* _Exercise_: Select every line of the records that contains the string "post", and copy those lines. Matching is case-sensitive.

* _Data rows_:
════════

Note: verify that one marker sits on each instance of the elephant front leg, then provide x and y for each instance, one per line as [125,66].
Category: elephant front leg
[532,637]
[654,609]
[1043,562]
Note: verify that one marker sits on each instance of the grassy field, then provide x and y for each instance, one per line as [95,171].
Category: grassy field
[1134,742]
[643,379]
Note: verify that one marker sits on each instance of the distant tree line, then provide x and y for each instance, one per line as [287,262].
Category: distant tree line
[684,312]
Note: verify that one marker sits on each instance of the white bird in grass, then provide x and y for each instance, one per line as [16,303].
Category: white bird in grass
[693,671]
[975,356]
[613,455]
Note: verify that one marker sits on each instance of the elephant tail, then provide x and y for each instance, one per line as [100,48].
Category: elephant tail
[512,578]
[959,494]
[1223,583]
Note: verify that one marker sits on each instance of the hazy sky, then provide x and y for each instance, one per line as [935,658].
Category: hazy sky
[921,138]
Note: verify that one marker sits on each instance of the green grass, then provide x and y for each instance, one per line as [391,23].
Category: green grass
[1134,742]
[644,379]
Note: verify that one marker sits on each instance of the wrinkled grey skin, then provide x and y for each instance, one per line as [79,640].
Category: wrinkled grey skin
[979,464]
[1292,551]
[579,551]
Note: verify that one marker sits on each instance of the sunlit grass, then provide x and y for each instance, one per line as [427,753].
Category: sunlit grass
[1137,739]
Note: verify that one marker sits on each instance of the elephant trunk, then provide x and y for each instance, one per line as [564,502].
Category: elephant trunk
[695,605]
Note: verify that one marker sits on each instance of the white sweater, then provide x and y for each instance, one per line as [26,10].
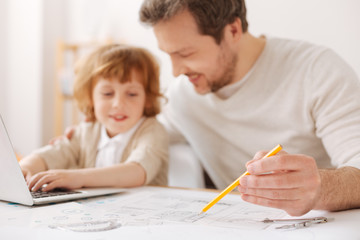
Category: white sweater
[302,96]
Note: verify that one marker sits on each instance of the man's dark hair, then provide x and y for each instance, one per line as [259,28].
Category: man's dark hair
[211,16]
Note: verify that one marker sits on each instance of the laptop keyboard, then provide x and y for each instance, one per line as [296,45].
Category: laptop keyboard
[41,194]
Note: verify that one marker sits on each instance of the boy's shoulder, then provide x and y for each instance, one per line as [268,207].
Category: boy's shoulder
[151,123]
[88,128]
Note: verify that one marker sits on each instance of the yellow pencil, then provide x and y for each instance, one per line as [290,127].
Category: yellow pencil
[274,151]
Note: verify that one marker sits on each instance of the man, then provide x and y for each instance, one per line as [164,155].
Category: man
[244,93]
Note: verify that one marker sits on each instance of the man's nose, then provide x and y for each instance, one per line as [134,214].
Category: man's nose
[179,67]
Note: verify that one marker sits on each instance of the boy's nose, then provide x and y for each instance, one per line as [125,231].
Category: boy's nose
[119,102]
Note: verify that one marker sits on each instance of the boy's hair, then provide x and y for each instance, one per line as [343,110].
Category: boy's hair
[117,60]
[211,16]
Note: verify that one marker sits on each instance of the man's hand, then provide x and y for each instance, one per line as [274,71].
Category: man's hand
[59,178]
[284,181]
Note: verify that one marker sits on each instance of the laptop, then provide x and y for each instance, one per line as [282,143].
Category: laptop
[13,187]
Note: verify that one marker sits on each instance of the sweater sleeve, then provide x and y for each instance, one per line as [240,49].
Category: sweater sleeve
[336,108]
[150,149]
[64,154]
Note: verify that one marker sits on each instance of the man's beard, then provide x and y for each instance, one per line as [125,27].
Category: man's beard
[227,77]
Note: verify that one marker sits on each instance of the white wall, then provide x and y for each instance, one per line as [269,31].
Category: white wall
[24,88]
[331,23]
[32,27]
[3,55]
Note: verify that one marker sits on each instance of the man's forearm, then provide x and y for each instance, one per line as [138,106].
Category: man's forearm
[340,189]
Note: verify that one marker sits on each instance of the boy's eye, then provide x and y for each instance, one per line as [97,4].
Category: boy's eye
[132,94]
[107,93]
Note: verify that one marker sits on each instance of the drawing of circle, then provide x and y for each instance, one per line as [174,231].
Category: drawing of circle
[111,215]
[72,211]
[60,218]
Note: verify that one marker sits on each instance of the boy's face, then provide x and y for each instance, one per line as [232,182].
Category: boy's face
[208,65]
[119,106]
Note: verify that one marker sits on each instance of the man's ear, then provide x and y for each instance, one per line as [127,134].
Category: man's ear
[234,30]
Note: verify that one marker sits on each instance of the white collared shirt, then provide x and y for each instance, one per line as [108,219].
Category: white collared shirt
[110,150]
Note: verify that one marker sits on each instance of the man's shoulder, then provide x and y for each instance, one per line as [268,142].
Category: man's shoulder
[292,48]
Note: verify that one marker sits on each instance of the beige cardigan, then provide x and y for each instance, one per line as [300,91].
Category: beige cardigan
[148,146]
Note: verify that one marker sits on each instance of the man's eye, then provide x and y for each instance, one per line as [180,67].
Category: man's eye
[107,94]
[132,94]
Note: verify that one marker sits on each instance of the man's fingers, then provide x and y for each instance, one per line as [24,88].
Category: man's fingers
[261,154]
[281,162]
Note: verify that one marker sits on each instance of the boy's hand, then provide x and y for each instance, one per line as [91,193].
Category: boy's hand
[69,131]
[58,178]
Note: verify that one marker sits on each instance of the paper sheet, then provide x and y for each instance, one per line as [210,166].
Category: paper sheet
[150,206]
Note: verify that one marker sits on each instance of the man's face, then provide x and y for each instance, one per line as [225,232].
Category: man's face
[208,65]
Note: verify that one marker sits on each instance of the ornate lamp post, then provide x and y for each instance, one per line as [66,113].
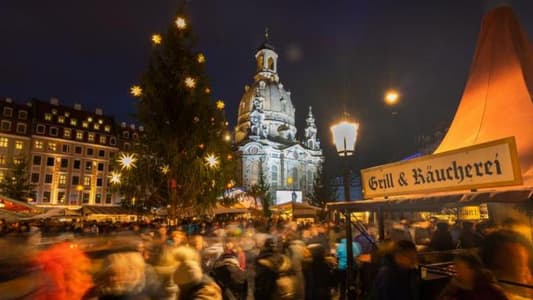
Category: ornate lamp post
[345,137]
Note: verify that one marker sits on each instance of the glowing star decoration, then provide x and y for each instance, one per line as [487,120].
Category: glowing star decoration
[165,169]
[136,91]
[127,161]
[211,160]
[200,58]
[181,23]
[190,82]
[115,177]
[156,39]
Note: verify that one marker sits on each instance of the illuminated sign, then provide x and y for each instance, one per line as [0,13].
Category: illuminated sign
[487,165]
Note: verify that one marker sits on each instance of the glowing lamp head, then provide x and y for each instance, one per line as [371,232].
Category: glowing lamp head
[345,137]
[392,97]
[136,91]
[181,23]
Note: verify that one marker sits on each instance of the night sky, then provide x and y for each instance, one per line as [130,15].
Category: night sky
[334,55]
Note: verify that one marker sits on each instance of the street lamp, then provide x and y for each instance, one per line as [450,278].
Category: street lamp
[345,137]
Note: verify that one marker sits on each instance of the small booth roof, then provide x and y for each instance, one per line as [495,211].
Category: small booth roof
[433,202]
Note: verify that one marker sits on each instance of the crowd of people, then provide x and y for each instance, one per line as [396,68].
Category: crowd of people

════════

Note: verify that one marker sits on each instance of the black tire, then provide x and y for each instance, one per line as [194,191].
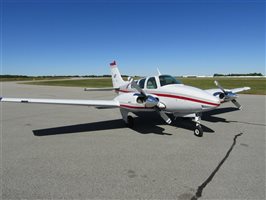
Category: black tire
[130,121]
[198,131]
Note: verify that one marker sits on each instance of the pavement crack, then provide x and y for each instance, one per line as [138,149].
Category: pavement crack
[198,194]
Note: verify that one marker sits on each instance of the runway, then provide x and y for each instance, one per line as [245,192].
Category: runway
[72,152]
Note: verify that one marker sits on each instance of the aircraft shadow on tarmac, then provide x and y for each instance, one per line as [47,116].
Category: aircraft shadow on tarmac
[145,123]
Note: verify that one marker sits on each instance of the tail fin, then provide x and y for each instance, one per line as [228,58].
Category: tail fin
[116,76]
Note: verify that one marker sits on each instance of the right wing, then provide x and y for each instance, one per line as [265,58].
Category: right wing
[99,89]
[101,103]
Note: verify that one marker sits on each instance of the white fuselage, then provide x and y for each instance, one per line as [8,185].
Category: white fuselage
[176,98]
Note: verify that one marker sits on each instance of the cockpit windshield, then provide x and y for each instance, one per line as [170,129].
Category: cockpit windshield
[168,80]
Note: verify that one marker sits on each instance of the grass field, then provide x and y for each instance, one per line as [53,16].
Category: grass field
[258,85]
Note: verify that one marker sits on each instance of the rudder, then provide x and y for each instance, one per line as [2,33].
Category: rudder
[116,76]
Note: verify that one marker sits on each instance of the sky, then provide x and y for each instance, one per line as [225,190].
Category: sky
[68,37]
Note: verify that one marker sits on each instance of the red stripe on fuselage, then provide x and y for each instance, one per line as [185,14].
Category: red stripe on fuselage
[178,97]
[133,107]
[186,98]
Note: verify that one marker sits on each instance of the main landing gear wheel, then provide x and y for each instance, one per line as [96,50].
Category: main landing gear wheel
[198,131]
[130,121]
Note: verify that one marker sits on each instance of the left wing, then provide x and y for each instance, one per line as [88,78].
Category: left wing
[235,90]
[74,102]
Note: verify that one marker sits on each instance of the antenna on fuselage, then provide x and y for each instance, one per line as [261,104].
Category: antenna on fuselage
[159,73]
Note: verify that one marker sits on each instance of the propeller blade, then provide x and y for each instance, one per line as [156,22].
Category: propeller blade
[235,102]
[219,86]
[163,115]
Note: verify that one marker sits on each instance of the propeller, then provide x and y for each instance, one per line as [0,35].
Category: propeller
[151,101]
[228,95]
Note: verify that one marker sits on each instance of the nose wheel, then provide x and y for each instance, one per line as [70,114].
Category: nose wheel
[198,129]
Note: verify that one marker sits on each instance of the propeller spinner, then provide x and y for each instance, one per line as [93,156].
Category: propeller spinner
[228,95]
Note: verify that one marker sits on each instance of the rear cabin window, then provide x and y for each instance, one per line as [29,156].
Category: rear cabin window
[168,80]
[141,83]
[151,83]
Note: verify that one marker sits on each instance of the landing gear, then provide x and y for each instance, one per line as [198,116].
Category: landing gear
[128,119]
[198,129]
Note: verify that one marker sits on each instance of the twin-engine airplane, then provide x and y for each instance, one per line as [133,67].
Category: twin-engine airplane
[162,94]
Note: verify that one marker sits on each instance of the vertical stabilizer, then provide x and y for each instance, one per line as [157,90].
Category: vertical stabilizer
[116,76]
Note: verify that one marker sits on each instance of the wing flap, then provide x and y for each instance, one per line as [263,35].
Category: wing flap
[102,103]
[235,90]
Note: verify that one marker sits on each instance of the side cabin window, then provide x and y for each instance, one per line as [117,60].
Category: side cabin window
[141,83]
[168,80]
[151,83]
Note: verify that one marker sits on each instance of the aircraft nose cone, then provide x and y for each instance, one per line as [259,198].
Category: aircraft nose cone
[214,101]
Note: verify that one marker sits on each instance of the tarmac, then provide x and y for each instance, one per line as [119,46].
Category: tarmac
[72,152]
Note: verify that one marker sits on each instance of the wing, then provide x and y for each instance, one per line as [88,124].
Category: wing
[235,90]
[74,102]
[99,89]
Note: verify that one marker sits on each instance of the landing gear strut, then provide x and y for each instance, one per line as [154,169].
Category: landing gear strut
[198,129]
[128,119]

════════

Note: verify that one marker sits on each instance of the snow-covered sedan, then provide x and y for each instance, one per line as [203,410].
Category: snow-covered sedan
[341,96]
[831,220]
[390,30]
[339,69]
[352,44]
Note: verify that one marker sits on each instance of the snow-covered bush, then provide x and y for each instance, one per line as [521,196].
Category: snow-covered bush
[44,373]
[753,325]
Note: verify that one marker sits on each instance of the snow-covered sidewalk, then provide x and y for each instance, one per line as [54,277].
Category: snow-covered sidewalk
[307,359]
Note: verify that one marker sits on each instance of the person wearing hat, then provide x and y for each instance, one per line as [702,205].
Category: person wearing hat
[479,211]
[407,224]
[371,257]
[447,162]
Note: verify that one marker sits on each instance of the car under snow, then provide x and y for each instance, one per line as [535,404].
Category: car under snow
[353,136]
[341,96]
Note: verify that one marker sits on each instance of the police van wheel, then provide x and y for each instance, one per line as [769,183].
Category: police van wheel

════════

* _Solution to the exercise_:
Note: verify that one marker sits on each instance of the ornate lamp post, then provide x and y for each instance, one per line as [66,113].
Category: ornate lamp post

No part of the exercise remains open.